> **Task prompt**: Write every line of the material out exactly as shown.

__________

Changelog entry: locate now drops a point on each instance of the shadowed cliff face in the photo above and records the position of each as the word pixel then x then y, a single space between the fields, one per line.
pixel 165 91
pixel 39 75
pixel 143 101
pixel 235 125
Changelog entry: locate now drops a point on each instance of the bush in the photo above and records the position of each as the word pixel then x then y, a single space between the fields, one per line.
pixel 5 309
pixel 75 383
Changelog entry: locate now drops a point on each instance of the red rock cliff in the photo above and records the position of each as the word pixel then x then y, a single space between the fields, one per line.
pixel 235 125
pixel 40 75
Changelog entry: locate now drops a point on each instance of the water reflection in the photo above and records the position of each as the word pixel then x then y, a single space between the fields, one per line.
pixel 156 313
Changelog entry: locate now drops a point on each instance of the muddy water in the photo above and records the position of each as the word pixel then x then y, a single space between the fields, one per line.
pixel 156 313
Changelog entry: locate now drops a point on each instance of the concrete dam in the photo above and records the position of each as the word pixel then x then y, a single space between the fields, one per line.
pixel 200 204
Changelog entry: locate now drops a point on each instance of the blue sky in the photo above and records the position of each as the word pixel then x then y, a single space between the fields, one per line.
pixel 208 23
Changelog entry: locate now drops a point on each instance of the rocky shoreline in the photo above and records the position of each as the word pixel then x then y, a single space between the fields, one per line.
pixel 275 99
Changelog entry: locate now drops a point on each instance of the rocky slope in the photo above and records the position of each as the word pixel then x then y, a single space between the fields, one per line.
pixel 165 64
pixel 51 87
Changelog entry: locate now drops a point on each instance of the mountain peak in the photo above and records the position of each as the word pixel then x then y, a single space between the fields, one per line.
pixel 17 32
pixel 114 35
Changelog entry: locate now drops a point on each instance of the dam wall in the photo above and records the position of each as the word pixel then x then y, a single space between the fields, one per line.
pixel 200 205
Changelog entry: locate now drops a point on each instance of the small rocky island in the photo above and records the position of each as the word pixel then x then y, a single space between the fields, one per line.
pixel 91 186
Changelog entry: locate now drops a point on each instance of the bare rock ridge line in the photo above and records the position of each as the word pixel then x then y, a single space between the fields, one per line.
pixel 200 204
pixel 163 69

__________

> **Finished exercise**:
Changelog entry: locate now drops a point on each instance of the shadowed cliff face in the photo above and records the position of each as the word pixel then x then y, a single space between the fields, one per line.
pixel 165 91
pixel 39 75
pixel 143 101
pixel 235 125
Changelog entry: locate now drops a point on each instance of the bush in the photo above and records the position of each as the word pixel then x then y, a single space between the fields, one per line.
pixel 5 309
pixel 75 383
Changelog entry: locate now drops a point on each instance of the red rock cliff in the photo above and records the position of each as the word pixel then x then y, a single space between the fields, one per line.
pixel 235 125
pixel 40 75
Changelog entry: locate now drops a point on each instance of the water reflection in the photo above and records the position of each as the word pixel then x then y, a single space between the fields, one per line.
pixel 156 313
Changelog entry: locate now drops a point on each instance of the muddy water in the photo above and records the position of each as the word pixel then x then y, a single space between the fields, one per line.
pixel 156 313
Changelog entry: locate now drops a point on each instance of the concrete dam in the photo above and records the position of each as the word pixel then x then y, a single space between the fields, one per line.
pixel 200 204
Changelog entry: locate now drops a point on each instance of the blue sky in the photo above and records the position of each as the word pixel then x then y, a single space between the fields, one per line.
pixel 208 23
Changelog entry: locate now drops a point on each instance of the rocky shoreline in the photo above and records the position of each as the word pixel then x then y, a single space between the fields, one per line.
pixel 275 99
Changelog entry: locate now drops a point on each instance of the rocky slope in the photo above and records the position of each as the word pixel then x then y, a single space between the fields, one per line.
pixel 165 64
pixel 51 87
Changelog entry: locate now drops a point on each instance of the mountain peak in the photo above and records the position of each as the word pixel then x then y, a single space between the fields, one per line.
pixel 17 32
pixel 114 35
Changelog entry: locate now drops a point on each instance of the dam wall in the photo above and records the position of each as the word pixel then x then y, a single space between the fields, one per line.
pixel 200 205
Changelog entry: locate now drops a point on each instance of the small rocky island in the photo above and records the position of each as the word pixel then x then y, a single space between the fields, one per line.
pixel 91 186
Changelog entry: locate now drops a point on each instance of the bare rock ridge line in the photo above and records the position of each as the word pixel then x then y, a single space between the fields, one per line.
pixel 200 204
pixel 163 69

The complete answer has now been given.